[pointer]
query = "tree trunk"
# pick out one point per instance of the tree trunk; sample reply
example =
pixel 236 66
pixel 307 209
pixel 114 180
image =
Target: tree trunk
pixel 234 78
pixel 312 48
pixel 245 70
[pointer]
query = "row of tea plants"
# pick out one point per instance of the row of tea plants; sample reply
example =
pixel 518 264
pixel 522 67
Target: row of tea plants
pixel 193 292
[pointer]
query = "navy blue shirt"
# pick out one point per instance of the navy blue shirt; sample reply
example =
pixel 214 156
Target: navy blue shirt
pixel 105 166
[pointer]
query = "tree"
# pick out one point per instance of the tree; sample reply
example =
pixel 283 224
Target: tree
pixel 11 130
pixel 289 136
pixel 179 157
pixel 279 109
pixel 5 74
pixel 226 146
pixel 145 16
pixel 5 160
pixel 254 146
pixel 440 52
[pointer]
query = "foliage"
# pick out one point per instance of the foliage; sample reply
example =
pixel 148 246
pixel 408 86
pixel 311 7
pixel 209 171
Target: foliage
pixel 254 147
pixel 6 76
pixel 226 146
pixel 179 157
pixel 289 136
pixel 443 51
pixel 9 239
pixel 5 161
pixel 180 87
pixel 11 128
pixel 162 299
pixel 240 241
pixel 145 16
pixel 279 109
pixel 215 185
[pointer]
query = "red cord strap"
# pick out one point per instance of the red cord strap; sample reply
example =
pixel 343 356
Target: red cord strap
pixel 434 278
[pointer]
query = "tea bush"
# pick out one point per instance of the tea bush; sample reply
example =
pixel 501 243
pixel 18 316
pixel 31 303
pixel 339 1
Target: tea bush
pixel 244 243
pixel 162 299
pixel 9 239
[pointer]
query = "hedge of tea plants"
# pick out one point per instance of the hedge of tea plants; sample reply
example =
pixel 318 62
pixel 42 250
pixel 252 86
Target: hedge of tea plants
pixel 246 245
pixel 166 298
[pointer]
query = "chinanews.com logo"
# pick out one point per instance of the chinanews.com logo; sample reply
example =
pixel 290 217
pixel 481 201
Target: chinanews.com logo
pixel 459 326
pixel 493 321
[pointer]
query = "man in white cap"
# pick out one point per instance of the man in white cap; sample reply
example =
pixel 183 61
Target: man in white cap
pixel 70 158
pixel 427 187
______
▶ **Exercise details**: Make sure that every entry above is copied out exactly as it stands.

▶ **Exercise response**:
[pointer]
query = "tree trunk"
# pick out one point per instance of the tree trunk; sample reply
example =
pixel 236 66
pixel 307 209
pixel 114 180
image =
Target: tree trunk
pixel 234 78
pixel 312 48
pixel 245 70
[pointer]
query = "row of tea plants"
# pick out one point per instance of the row of tea plants; sample reply
example =
pixel 518 264
pixel 522 67
Target: row of tea plants
pixel 193 292
[pointer]
query = "navy blue shirt"
# pick out one point per instance of the navy blue shirt; sample reply
example =
pixel 214 156
Target: navy blue shirt
pixel 105 166
[pointer]
query = "tree"
# pick out one point per instance of the tree; sample reply
example =
pixel 283 224
Target: tree
pixel 11 130
pixel 289 136
pixel 179 157
pixel 279 109
pixel 5 74
pixel 226 146
pixel 145 16
pixel 5 160
pixel 254 146
pixel 440 52
[pointer]
query = "foliage"
# pick out one point per instance of the foliage; sample reply
example =
pixel 148 246
pixel 408 86
pixel 311 7
pixel 209 171
Target: foliage
pixel 254 147
pixel 6 76
pixel 226 146
pixel 179 157
pixel 289 136
pixel 443 51
pixel 9 239
pixel 5 161
pixel 180 87
pixel 11 128
pixel 162 299
pixel 240 241
pixel 145 16
pixel 279 109
pixel 215 185
[pointer]
query = "red cord strap"
# pick out one point per instance of the red cord strap; sample reply
example =
pixel 343 356
Target: red cord strap
pixel 434 278
[pointer]
query = "tea bush"
# pick out one point per instance of the tea bush; sample reply
example =
pixel 501 243
pixel 18 316
pixel 31 303
pixel 339 1
Target: tea bush
pixel 244 243
pixel 162 299
pixel 9 239
[pointer]
query = "hedge of tea plants"
# pick out one point per instance of the hedge of tea plants; sample reply
example =
pixel 318 62
pixel 42 250
pixel 252 86
Target: hedge of tea plants
pixel 246 245
pixel 166 298
[pointer]
query = "chinanews.com logo"
# pick out one point per instance of the chinanews.com logo; sample reply
example =
pixel 290 217
pixel 481 201
Target: chinanews.com logo
pixel 459 326
pixel 493 321
[pointer]
query = "man in white cap"
# pick out one point per instance of the man in white cap; sample reply
example =
pixel 183 61
Target: man in white cap
pixel 70 158
pixel 427 187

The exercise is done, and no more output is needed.